Mein Netflix-Konsum ist mir ein bisschen peinlich. Dass ich an freien Wochenendtagen nicht nur sinnvoller Freizeitbeschäftigung nachgehe – Wandern! Basteln! Lesen! –, sondern mich stundenlang im Bett verschanze und Folge um Folge reinziehe, sollte eigentlich nicht Gegenstand einer Kolumne sein. Aber: Auf Netflix gibt es durchaus Sinnvolles zu sehen. Ehrlich.
Eine solche Netflix-Überraschung ist die im vergangenen Herbst erschienene US-amerikanische Kurzserie Maid: Alex schleicht in der Nacht mit ihrer kleinen Tochter auf dem Arm aus dem Bauwagen, wo ihr Freund den Rausch ausschläft, setzt die Tochter hastig in den Kindersitz und fährt mit dem letzten bisschen Benzin panisch davon. Fast ohne Geld. Fast ohne Gepäck. Bei Freund*innen kommen sie nicht unter, Alex’ psychisch erkrankte Mutter ist kaum eine Unterstützung. Zurück zum alkoholabhängigen Freund zu gehen, ist keine Option. Auch wenn Alex das Verhalten des Freundes zu diesem Zeitpunkt noch nicht als Gewalt benennen kann, weiss sie, dass die Faust, die am Vorabend in die Wand neben ihrem Kopf geknallt ist, auch sie oder ihr Kind treffen könnte. Auf dem Sozialamt schliesslich wird deutlich, wie hilflos Alex in dieser Situation ist: Um eine Stelle zu bekommen, braucht sie einen Kitaplatz für die Tochter, um einen Kitaplatz für die Tochter zu bekommen, braucht sie einen Arbeitsvertrag. Um einen Arbeitsvertrag zu bekommen, braucht sie eine Wohnung, um eine Wohnung zu bekommen, braucht sie ein festes Einkommen … Eine fast ausweglose Situation.
Im Laufe der Serie Maid werden viele solche Situationen folgen. Alex verliert die neugefundene Arbeitsstelle als Putzfrau beinahe wieder, weil sie zu spät kommt: Die Tochter ist krank. Oder: Alex hat endlich eine Sozialwohnung bekommen, bemerkt aber erst am schlechten Gesundheitszustand der Tochter, wie stark der Schimmelbefall in den Wänden des neuen Zuhauses ist. Mutter und Tochter stehen wieder auf der Strasse. Und letztlich, ganz unauffällig und schleichend, auch wieder in der Abhängigkeit des Exfreundes. Schon die Beraterin im Frauenhaus hatte ihr gesagt, die meisten Frauen bräuchten sieben Anläufe, bis sie wirklich gingen.

ÜBUNGSAUFGABEN:
• 1. Gib den Textauszug über die Serie Maid von "Mein Netflix-Konsum ist" bis "zu sehen. Ehrlich." wieder und tausche dabei "stundenlang" gegen "tagelang" aus.
• 2. Schreib den Textauszug über die Serie Maid weiter und knüpf dabei direkt an seinen letzten Satz an.

DATENSÄTZE:
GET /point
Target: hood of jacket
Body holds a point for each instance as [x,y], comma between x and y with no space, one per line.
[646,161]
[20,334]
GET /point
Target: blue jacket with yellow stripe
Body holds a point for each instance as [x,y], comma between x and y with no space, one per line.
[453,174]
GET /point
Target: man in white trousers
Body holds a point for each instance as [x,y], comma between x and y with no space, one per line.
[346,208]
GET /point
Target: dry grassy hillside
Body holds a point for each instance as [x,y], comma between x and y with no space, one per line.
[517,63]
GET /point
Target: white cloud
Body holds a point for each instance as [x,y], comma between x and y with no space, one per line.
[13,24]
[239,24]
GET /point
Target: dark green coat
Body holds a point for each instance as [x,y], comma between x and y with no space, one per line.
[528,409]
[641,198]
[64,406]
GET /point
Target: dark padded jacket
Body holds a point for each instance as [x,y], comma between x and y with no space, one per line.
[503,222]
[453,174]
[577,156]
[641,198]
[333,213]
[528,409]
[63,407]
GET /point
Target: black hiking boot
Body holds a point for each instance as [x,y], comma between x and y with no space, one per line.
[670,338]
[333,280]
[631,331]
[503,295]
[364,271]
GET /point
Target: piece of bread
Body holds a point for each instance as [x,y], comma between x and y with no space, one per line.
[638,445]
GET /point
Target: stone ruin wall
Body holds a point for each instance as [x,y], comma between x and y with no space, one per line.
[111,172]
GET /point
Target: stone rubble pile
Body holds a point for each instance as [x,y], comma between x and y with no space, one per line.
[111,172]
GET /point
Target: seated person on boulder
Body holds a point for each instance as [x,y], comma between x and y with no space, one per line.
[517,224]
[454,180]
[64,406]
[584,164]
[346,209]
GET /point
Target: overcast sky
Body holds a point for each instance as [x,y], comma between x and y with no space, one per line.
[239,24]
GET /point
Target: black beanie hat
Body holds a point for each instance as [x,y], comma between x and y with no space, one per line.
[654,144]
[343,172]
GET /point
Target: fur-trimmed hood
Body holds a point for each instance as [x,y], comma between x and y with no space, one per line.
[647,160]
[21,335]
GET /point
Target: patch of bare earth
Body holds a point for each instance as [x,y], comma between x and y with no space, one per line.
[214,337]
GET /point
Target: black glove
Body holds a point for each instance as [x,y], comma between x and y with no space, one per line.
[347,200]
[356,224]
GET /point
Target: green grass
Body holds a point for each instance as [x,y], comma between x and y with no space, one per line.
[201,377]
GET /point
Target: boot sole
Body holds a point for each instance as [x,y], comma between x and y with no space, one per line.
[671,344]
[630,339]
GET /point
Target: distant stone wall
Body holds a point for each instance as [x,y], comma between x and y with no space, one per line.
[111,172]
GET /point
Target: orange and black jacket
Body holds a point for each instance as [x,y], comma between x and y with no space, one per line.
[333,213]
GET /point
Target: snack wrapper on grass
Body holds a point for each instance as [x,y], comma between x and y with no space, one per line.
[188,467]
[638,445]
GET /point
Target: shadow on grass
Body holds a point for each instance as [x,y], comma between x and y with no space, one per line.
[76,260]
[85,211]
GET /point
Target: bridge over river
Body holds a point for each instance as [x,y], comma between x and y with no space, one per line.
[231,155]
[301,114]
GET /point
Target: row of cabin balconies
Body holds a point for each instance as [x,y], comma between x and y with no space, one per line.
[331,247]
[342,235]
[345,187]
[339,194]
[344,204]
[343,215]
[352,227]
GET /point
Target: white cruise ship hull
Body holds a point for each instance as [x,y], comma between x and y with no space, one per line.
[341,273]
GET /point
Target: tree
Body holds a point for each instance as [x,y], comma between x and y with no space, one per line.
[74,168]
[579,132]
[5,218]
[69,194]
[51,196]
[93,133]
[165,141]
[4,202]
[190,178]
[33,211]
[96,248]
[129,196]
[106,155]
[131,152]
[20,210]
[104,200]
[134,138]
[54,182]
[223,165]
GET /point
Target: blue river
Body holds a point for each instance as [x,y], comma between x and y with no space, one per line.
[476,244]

SCHRIFTLICHE ANTWORTEN:
• 1.
Mein Netflix-Konsum ist mir ein bisschen peinlich. Dass ich an freien Wochenendtagen nicht nur sinnvoller Freizeitbeschäftigung nachgehe – Wandern! Basteln! Lesen! –, sondern mich tagelang im Bett verschanze und Folge um Folge reinziehe, sollte eigentlich nicht Gegenstand einer Kolumne sein. Aber: Auf Netflix gibt es durchaus Sinnvolles zu sehen. Ehrlich.

• 2.
Die Serie Maid basiert auf der Autobiografie von Stephanie Land, die mit ihrem Debüt Maid: Hard Work, Low Pay and a Mother‘s Will to Survive 2019 auf der Bestsellerliste der New York Times landete – und ist damit eine Ausnahmeerzählung: Alex/Stephanie schafft es, durch das Schreiben über ihre Situation (und die durchaus scharfen und witzigen Beobachtungen in den Haushalten reicher Leute, die sie als Putzfrau bis ins Detail kennenlernt …) aus der Spirale von häuslicher Gewalt und Armut herauszutreten und sich Gehör zu verschaffen. Solch eine Erzählung ist tückisch: Allzu leicht könnte der Eindruck entstehen, wer sich nur genug bemühe, könne es schon schaffen. In diese Falle tappt Maid nicht. Vielmehr vermittelt die Erzählung auf kluge und unbeschönigte Weise die Funktionsweisen eines gescheiterten Systems.
Maid gelingt es, häusliche Gewalt in ihrer Komplexität abzubilden. Dass sich Gewalt in unterschiedlichen Facetten zeigt, gesellschaftlich aber auf eine bestimmte Form festgeschrieben wird, erschwert die Situation für Alex: Sie muss zunächst selbst anerkennen, dass die Schreie, Drohungen und die emotionale Unberechenbarkeit des Freundes unter Alkoholeinfluss toxisch sind: etwa entzieht er ihr nach und nach das Geld, das Handy und schliesslich das Auto. Die Serie umgeht so jene anmassende Frage, die im Zusammenhang mit häuslicher Gewalt regelmässig auftaucht – dass Alex nicht «einfach gehen» kann, ist logisch und nachvollziehbar.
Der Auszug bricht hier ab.